# Jeep Plow On Front, Pull Plow On Rear



## 32vld

I have heard second hand info of people running Wrangler's with a front plow and a pull plow on the rear at the same time.

I do mostly residential work and I am thinking of going that way to increase my productivity.

I have a Jeep Wrangler 2005 Unlimited.


----------



## theplowmeister

The hole point of a wrangler is small and maneuverable... kind of loose that with the added width and length of a pull plow.

I find a V plow helps a lot with productivity.


----------



## ScubaSteve728

maybe a nice straight blade with a back drag edge
however the pull plow is not a bad idea at all i wish i had one


----------



## WIPensFan

theplowmeister;1597553 said:


> The hole point of a wrangler is small and maneuverable... kind of loose that with the added width and length of a pull plow.
> 
> I find a V plow helps a lot with productivity.


 No you don't, especially on a small vehicle like a jeep. The pull plow will make it that much better.

### Job 1
In the forum thread, rewrite the paragraph starting "I have heard second hand info" in fewer words, keeping its main facts.
The forum thread above and the rows below have nothing to do with each other.

### Provided entries
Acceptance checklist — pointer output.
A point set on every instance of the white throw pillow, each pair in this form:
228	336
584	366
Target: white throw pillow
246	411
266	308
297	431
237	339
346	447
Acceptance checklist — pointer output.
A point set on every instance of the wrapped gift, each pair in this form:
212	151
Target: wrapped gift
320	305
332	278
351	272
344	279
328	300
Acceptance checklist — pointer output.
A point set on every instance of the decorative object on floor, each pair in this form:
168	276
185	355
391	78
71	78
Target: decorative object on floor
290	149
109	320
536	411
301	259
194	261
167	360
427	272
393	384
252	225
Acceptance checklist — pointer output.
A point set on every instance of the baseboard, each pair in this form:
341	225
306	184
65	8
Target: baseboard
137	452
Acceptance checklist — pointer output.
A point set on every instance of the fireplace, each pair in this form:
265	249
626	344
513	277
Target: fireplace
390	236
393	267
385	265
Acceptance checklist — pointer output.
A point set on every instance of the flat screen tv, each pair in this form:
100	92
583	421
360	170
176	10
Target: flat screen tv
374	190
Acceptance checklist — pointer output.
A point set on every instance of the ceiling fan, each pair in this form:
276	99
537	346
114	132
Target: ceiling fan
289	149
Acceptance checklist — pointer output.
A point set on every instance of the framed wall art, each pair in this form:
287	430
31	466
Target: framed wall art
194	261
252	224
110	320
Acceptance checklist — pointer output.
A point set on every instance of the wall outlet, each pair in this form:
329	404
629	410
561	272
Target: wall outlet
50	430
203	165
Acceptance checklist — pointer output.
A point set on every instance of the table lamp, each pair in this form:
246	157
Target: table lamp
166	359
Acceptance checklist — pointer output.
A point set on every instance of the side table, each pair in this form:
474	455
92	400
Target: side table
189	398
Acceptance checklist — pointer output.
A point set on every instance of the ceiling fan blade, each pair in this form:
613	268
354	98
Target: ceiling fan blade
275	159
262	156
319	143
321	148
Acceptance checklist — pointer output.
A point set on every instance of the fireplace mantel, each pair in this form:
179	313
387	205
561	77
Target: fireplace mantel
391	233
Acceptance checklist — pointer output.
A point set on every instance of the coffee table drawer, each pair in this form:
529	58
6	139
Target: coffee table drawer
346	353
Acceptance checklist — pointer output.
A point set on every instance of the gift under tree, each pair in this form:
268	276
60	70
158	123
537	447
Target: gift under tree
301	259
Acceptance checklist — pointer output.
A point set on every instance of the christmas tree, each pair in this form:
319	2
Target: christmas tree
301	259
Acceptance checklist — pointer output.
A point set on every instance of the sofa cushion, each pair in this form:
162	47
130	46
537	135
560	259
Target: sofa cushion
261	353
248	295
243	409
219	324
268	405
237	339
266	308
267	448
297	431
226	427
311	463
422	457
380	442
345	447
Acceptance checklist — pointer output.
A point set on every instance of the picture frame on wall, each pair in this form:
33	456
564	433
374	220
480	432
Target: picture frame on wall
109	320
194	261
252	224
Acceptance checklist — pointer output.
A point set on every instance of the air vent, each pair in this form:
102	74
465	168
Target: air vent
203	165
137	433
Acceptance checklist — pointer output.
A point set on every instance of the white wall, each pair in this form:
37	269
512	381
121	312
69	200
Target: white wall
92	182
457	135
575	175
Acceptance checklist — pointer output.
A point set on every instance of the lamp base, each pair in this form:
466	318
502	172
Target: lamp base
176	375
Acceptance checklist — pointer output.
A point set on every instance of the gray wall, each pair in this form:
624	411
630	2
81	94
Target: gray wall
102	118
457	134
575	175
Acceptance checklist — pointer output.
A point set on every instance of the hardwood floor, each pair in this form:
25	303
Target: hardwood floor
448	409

### Job 2
Collect every line of the rows that contains the word "floor".

### Full solution 1
Reportedly, some people run Wranglers with a front plow and a rear pull plow at the same time.

### Full solution 2
A point set on every instance of the decorative object on floor, each pair in this form:
Target: decorative object on floor
A point set on every instance of the hardwood floor, each pair in this form:
Target: hardwood floor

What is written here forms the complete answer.